Trading Thoughts
from The
Value View Gold Report
Ned W. Schmidt, CFA, CEBS
Jul 5, 2005
TRADING THOUGHTS is about what the name in implies. The
purpose of this publication is to promote timely and profitable
trading of precious metals. We do not believe every turn in the
market can be called. Our goal is that our recommendations should
be profitable. These goals are not the same. Profits are the
goal. Trades are not the goal. DO NOT EXPECT ALL RECOMMENDATIONS
TO BE PROFITABLE. No system can achieve that lofty goal. TRADING
THOUGHTS is not intended to be a lengthy news letter filled with
witty comments. The goal is simply to state whether conditions
in the precious metal's market are favorable or not. Traders
are advised that unless they have exceptional experience not
to trade against the basic trend. Trades against market trend
not expected to be as productive as those with trend.
Basic Trend: Gold: Up
Investors should
focus on Buy signals.
Strategy: Positive, per Investment Policy of
Oct 2004.
Investment Policy: Looking for buy signals, and holding
long-term core position.
chart | chart
Five days came together to
let the markets sag on Friday. Thursday was the FOMC meeting.
Friday was Canada Day, then the weekend, and Monday is 4th of
July in the U.S. With five days of buyers stepping back,
or headed for the back yard to do ribs, the markets sagged. Simply
no buyers around.
One has to wonder, though,
why anyone would be selling yesterday, unless they had to do
so. The Metals have experienced weak days in association with
bad times in the equity markets. Weak equity markets put pressure
on the margin needs of highly leveraged hedge funds. They
are forced to raise funds, and the Metals are a source of those
funds.
The only trade the funds have
that is working is the dollar. Euro was pushed further down on
Friday, as no buyers appeared before the weekend. The markets
were void of buyers on Friday.
Friday's lack of buyers is
taking the over bought pressure off the Gold market. Short-term
indicator moving rapidly toward a Buy signal. Intermediate indicator
also moving lower. Gold setting up for a buying opportunity next
week. Buy on any price weakness in coming week.
Basic Trend: Silver: Up
Investors should
focus on Buy signals.
Strategy: Positive, Per Investment Policy of
October 2004
Investment Policy: Emphasize Buys
chart | chart
Silver is over sold, and it
should be bought. Both indicators are giving Buy signals. Prices
in early part of the week likely to be a buyer's bargain.

**WHAT YOU WILL DO**
Reproduce the stretch of the gold trading newsletter from "Investment Policy: Looking" through "the FOMC meeting." word for word. The lines bear no relation to the gold trading newsletter.

**INFORMATION GIVEN**
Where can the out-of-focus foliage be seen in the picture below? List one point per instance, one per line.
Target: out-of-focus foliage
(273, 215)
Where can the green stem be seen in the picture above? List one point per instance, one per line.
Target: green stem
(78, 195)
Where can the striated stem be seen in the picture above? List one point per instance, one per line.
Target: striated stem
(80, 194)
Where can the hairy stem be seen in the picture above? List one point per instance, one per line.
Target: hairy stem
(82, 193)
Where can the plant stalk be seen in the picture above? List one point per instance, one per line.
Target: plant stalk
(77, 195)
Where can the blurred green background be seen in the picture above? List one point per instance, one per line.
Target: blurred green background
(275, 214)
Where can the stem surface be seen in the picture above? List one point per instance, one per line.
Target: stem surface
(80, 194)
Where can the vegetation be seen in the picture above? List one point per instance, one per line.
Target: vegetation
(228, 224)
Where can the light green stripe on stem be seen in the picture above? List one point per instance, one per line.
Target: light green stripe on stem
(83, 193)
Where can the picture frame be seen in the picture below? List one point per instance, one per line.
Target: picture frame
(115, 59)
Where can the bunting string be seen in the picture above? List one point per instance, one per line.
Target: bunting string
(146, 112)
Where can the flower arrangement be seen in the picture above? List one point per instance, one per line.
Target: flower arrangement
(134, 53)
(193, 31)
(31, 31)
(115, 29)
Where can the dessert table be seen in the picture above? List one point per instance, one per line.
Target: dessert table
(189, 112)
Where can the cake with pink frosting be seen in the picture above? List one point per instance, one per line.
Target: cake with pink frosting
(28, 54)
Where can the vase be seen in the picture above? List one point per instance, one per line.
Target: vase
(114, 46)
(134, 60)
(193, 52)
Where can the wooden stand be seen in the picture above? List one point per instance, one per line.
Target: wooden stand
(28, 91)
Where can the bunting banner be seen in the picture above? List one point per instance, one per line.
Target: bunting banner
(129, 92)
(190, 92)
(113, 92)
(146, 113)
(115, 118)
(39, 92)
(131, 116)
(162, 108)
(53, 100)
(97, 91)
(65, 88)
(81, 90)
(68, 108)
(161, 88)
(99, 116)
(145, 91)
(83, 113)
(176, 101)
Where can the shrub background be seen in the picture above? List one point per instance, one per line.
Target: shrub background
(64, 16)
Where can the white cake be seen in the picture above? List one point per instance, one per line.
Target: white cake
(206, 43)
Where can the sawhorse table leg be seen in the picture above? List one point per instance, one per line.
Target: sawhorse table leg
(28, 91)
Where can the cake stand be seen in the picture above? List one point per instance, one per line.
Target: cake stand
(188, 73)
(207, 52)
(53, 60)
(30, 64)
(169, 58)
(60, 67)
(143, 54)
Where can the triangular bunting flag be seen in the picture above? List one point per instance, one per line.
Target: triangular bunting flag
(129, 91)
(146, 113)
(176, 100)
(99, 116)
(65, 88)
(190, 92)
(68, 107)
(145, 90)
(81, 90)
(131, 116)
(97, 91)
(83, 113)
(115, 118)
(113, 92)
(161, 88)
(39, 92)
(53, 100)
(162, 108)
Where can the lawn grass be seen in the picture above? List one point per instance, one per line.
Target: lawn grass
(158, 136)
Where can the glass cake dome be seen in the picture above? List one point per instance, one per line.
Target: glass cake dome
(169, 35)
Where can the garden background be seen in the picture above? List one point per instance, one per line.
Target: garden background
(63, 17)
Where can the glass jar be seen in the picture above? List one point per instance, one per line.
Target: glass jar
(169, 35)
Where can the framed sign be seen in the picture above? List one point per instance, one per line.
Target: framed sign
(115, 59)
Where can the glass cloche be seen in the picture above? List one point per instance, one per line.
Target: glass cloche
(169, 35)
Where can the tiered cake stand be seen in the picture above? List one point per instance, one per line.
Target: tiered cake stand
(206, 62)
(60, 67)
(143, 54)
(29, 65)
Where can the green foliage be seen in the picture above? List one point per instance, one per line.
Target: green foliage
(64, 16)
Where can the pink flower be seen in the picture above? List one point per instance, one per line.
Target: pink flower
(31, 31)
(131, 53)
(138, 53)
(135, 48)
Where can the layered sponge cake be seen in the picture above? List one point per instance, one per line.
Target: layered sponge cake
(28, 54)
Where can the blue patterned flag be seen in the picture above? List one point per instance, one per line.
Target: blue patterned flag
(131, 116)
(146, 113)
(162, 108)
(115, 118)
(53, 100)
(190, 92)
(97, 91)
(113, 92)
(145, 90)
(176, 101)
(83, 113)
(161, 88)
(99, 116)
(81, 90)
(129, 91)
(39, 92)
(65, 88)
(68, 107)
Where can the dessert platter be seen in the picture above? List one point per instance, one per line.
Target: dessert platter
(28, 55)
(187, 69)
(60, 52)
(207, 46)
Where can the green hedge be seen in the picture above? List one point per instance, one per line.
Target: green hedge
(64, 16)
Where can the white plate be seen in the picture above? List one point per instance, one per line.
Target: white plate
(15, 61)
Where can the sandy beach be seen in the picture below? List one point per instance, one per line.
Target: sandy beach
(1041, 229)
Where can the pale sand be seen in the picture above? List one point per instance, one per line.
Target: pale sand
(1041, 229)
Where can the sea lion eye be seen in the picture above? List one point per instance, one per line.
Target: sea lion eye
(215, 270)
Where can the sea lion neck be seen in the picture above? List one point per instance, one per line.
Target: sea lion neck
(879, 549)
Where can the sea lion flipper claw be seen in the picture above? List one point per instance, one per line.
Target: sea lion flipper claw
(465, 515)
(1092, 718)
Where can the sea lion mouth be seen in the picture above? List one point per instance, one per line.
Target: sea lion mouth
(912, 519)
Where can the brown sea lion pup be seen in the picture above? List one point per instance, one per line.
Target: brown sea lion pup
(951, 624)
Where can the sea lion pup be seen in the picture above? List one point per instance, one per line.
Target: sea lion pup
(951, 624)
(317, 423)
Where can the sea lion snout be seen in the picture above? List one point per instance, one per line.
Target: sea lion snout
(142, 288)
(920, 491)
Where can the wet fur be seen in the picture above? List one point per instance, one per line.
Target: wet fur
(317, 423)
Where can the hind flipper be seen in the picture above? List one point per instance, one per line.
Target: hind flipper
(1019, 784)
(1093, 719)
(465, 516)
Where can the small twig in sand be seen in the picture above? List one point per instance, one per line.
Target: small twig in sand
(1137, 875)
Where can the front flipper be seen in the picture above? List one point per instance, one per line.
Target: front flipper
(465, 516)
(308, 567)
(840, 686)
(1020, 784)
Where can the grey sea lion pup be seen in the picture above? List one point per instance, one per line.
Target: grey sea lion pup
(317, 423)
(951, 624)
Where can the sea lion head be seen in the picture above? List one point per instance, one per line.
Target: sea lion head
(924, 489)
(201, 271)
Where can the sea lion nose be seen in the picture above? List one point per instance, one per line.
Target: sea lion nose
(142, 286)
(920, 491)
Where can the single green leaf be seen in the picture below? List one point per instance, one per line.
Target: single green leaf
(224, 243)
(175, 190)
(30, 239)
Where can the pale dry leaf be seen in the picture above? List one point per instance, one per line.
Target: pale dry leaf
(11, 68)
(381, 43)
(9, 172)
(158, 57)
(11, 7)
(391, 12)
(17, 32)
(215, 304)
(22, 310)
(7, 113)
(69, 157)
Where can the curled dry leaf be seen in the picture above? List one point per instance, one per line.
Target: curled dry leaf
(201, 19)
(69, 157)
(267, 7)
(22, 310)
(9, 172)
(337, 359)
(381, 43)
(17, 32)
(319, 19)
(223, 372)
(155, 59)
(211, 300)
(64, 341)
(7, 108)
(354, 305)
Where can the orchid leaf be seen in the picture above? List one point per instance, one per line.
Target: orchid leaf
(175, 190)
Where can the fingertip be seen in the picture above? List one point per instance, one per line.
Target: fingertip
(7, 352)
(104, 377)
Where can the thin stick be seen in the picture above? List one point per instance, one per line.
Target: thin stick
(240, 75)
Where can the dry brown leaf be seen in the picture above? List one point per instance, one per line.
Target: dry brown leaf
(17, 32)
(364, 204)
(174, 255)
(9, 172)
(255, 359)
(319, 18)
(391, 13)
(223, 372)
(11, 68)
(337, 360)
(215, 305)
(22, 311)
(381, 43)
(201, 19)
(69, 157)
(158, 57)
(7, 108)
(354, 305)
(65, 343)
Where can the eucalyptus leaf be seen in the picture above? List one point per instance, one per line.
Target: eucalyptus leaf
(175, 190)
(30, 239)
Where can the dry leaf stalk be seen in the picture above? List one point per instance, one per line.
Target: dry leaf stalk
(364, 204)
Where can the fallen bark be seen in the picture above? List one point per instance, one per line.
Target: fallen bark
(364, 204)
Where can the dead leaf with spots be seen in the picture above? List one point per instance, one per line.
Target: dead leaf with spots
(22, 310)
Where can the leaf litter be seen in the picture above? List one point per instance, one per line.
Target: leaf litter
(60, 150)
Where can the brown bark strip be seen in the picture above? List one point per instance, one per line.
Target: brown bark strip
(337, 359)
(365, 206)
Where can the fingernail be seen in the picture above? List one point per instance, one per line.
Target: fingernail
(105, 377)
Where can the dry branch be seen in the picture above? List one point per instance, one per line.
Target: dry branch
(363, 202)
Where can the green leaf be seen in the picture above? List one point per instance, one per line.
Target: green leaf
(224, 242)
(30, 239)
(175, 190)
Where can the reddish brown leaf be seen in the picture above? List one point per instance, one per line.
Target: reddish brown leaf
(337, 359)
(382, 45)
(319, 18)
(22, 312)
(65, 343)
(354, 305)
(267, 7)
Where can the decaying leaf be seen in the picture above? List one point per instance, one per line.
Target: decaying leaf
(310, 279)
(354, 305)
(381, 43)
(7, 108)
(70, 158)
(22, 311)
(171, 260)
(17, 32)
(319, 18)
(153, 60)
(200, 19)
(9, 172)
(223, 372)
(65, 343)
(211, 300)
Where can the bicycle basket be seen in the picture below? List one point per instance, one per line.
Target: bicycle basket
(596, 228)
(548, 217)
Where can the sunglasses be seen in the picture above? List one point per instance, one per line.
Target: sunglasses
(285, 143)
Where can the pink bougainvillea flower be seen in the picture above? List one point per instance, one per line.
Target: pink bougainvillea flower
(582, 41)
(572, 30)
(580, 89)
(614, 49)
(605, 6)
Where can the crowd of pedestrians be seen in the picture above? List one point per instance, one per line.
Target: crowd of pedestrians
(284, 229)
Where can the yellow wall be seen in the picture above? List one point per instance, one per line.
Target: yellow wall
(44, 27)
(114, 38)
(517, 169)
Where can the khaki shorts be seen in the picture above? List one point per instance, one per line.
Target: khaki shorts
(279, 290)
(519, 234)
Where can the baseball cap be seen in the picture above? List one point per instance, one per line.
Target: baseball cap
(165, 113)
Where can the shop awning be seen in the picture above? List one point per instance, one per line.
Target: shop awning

**TASK RESPONSE**
Investment Policy: Looking for buy signals, and holding
long-term core position.
chart | chart
Five days came together to
let the markets sag on Friday. Thursday was the FOMC meeting.